On 20 July, the Canterbury club announced that Okunbor had re-signed a contract for a further two-years, keeping him at the club until the end of 2023.

Okunbor made a total of seven appearances for Canterbury and scored five tries in the 2021 NRL season as the club finished last and claimed the Wooden Spoon.

===2022===
Okunbor was limited to only six matches for Canterbury in the 2022 NRL season as the club finished 12th on the table. Okunbor played for Canterbury in their 2022 NSW Cup Grand Final loss to Penrith.

===2023===
In round 5 of the 2023 NRL season, Okunbor was sent to the sin bin for a hip drop tackle during Canterbury's 15-14 golden point extra-time victory over North Queensland.
In round 12, Okunbor scored the winning try for Canterbury with less than two minutes remaining as they defeated the Gold Coast 20–18.
On 25 August, Okunbor signed a contract to join English side Hull F.C. ahead of the 2024 Super League season.

===2024 & 2025===
Okunbor made his club debut for Hull F.C. against arch-rivals Hull Kingston Rovers in round 1 of the 2024 Super League season. Hull F.C. would go on to lose the match 22-0.

On 12 May 2024 it was reported that he had signed for Bradford in the RFL Championship on short-term loan

On 13 August 2024, it was confirmed that the move to Bradford was permanent. He later signed a new two year deal that coincided with Bradford's return to the Super League.

===2026===
On 25 February, it was announced that Okunbor would miss around three months with a knee injury.

==Controversy==
On 10 March 2020, Okunbor was stood down by Canterbury just two days before the start of the 2020 NRL season after it was alleged he met with two women during a pre-season trip to Port Macquarie earlier in March along with teammate Corey Harawira-Naera. Whilst a sexual encounter was alleged to occur, the women were of the age of consent and there was no criminal investigation pending. Both players were asked to "show cause" why the NRL should not cancel or suspend their registrations as players.

On 11 March 2020, it was revealed that Okunbor had used Instagram to contact one of the women. In a leaked message obtained through Fox Sports, Okunbor said to the girl "Yeah had to have a good look, what are we doing tonight?".

On the same day, it was revealed that because of the two players' actions, new major sponsor Rashays had cancelled their $2 million sponsorship with the club. Rashays had signed on to become Canterbury's front of shirt sponsor. Rashays owner Rami Ykmour released a statement saying "It's a shame two players could wreck it for everyone, It's disgusting. It's repulsive, to be honest. That's something else. If they sack them, I would stand by the club and the NRL's decision".

On 1 April 2020, Okunbor had his contract terminated by Canterbury-Bankstown and was also deregistered by the NRL. Canterbury released a statement saying "The NRL have today deregistered both Jayden Okunbor and Corey Harawira-Naera with immediate effect and as a result their playing contracts with the Bulldogs have been cancelled, The conduct of the two players, on the eve of our final trial match, demonstrated an unacceptable lack of respect for their teammates, their coach and club officials, our hosts in Port Macquarie and fans of the game everywhere".

On 8 April 2020, both players opted to appeal their contract terminations at an NRL Appeals Tribunal (an independent hearing headed by high court judge Ian Callinan AC QC).

On 13 July 2020, the NRL Appeals Tribunal agreed (with the players appeal) that the punishment was too harsh, reversing the decision to deregister both Okunbor and Corey Harawira-Naera effective immediately. Okunbor was retrospectively given a 14-game ban (from the date of contract termination), a $22,500 fine and a course of counselling / community service. Corey Harawira-Neara received a retrospective 10 game ban (from the date of contract termination), and a $15,000 fine.

## WHAT TO PRODUCE
Answer from the text on Okunbor's career:
(a) How many tries did Okunbor score for Canterbury in the 2021 NRL season?
(b) Which team did Hull F.C. face in Okunbor's debut for the club?
(c) How much was Okunbor fined when the NRL Appeals Tribunal reversed his deregistration?
None of these lines are needed.

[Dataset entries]

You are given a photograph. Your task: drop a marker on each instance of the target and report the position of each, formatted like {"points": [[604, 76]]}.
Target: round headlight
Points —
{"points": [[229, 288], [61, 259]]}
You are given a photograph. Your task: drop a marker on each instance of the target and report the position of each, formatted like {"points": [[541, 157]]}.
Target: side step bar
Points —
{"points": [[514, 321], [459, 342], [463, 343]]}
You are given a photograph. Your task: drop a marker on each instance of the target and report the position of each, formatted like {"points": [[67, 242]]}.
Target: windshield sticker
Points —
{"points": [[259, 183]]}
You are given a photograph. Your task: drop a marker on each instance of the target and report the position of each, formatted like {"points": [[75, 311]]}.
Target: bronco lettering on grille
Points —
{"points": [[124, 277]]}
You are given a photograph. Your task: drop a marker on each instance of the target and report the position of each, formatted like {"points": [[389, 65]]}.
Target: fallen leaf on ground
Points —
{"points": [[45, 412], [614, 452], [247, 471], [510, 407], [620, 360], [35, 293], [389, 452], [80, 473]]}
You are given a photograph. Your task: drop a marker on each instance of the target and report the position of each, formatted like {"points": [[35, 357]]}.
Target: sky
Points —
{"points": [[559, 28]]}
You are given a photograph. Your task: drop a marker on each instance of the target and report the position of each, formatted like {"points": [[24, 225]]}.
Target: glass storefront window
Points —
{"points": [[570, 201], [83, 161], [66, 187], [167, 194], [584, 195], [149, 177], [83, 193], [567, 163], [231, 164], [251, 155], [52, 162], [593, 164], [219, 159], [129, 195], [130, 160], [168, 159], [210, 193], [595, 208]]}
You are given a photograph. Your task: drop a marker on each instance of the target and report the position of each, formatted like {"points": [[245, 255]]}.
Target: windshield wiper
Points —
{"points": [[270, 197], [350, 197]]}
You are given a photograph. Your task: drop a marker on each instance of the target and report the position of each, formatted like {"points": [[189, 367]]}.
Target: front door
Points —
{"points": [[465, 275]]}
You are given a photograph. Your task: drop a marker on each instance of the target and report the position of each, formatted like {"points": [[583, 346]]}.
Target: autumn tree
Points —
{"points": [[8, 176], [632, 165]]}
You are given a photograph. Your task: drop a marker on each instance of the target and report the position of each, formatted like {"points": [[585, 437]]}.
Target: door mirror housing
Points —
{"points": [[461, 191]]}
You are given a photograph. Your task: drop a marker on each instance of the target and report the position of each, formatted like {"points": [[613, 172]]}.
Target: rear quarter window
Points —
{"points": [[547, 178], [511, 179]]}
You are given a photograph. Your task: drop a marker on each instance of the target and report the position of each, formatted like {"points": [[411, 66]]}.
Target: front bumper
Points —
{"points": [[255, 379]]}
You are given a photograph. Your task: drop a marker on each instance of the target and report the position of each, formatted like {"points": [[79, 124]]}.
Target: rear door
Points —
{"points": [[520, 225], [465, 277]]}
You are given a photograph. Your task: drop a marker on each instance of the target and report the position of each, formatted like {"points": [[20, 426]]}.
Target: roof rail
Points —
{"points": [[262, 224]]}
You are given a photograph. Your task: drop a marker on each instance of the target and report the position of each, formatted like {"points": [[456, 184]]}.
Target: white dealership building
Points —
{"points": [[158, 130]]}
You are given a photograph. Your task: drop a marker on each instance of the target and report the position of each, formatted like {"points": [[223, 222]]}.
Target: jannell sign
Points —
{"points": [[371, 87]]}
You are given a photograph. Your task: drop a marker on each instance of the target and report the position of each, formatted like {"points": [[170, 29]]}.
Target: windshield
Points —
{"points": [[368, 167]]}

## RESULT FOR THIS EXERCISE
(a) Five
(b) Hull Kingston Rovers
(c) $22,500